━━ DATASET ROWS ━━

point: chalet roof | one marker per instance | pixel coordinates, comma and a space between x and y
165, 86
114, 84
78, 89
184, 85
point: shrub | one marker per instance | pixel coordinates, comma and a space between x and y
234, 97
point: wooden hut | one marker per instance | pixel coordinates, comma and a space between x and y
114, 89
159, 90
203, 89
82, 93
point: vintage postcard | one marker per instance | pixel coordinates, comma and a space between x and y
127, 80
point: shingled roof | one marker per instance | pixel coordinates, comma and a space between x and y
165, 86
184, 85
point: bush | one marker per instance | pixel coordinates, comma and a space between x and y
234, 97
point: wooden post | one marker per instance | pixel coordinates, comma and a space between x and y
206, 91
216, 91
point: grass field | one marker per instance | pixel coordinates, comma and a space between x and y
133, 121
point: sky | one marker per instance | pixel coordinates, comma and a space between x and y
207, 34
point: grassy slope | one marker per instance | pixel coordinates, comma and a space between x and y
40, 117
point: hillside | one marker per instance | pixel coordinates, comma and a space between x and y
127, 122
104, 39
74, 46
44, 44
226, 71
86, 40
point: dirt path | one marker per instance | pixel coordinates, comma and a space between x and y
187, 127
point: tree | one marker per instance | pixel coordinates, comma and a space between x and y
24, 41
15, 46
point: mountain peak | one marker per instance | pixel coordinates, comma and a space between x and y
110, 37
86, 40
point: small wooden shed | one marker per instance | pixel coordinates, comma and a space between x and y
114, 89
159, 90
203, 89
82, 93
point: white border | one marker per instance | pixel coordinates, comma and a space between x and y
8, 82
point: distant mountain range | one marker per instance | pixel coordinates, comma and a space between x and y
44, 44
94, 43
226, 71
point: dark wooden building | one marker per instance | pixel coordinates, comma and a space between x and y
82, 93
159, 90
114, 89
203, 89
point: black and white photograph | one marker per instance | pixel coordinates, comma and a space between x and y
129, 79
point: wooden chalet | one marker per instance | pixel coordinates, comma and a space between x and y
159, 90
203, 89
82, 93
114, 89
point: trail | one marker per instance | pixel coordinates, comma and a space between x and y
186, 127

━━━

#### DIRECTIONS
Reproduce every line of the data above verbatim, from the first line to the last, without alteration.

#### CORRECT ANSWER
point: chalet roof | one marker per instance | pixel coordinates, comma and a space between x and y
165, 86
114, 84
78, 89
184, 85
point: shrub | one marker per instance | pixel coordinates, comma and a space between x and y
234, 97
point: wooden hut | one marker per instance | pixel coordinates, comma and a space between x and y
114, 89
159, 90
203, 89
82, 93
point: vintage postcard | one marker per instance | pixel coordinates, comma and a space between x and y
127, 80
point: shingled roof | one marker per instance | pixel coordinates, comma and a space between x and y
165, 86
184, 85
point: bush | one marker per instance | pixel coordinates, comma and a space between x and y
234, 97
point: wooden post | one marker per instance | pixel coordinates, comma and a space between x and y
206, 91
216, 91
point: grass field | one marker per instance | pixel coordinates, comma and a space between x and y
133, 121
point: sky | one marker per instance | pixel coordinates, comma and a space between x and y
207, 34
point: grassy slope | one marker per instance | pixel coordinates, comma and a space between x and y
40, 117
point: hillside | one marker per instance | pixel coordinates, comma and a space between x and y
127, 122
104, 39
74, 46
44, 44
226, 71
86, 40
point: dirt path | one marker per instance | pixel coordinates, comma and a space between x and y
187, 127
point: tree | one marker per instance | pixel coordinates, comma and a space between x and y
24, 41
15, 46
point: mountain peak | one marker per instance | pixel coordinates, comma and a space between x and y
110, 37
86, 40
point: small wooden shed | one marker per instance | pixel coordinates, comma and a space between x and y
114, 89
159, 90
203, 89
82, 93
point: white border | one marker per instance | pixel coordinates, comma and a space between x and y
8, 82
point: distant mountain range | one marker per instance | pixel coordinates, comma and a space between x and y
44, 44
94, 43
226, 71
point: dark wooden building | one marker per instance | pixel coordinates, comma and a space between x and y
82, 93
159, 90
114, 89
203, 89
point: black and white photograph | one marker per instance | pixel coordinates, comma and a space between x and y
129, 79
point: wooden chalet | one marker per instance | pixel coordinates, comma and a space between x and y
159, 90
203, 89
82, 93
114, 89
point: trail | one marker per instance | pixel coordinates, comma and a space between x and y
186, 127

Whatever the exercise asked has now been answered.